Repeat the listing below in full, exactly as it stands.

■ **Material provided**
_____

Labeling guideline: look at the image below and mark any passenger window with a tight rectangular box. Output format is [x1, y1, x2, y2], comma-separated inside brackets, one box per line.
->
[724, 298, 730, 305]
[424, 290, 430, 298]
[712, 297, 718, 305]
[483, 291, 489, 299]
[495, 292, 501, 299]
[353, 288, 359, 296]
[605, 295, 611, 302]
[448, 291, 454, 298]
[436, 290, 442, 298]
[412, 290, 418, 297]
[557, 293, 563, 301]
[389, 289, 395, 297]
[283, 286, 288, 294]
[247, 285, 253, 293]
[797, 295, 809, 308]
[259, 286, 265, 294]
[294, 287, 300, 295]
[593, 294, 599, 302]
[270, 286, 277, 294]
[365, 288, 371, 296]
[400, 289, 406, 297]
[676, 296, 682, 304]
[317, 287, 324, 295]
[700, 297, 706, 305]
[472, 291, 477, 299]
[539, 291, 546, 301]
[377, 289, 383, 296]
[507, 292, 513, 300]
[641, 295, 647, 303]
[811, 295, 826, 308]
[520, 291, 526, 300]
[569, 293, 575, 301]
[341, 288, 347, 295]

_____

■ **Reply**
Labeling guideline: look at the image below and mark any passenger window with a tight rectangular box. Output format is [x1, y1, x2, y2], comma-separated inside brackets, one box per line.
->
[724, 298, 730, 305]
[424, 290, 430, 298]
[712, 297, 718, 305]
[483, 291, 489, 299]
[495, 292, 501, 299]
[353, 288, 359, 296]
[605, 295, 611, 302]
[448, 291, 454, 298]
[436, 290, 442, 298]
[412, 290, 418, 297]
[557, 293, 563, 301]
[389, 289, 395, 297]
[283, 286, 288, 294]
[247, 285, 253, 293]
[797, 295, 809, 308]
[259, 286, 265, 294]
[294, 287, 300, 295]
[593, 294, 599, 302]
[270, 286, 277, 294]
[365, 288, 371, 296]
[400, 289, 406, 297]
[676, 296, 682, 304]
[317, 287, 324, 295]
[700, 297, 706, 305]
[472, 291, 477, 299]
[539, 291, 546, 301]
[377, 289, 383, 296]
[507, 292, 513, 300]
[641, 295, 647, 303]
[811, 295, 826, 308]
[520, 291, 526, 300]
[569, 293, 575, 301]
[341, 288, 347, 295]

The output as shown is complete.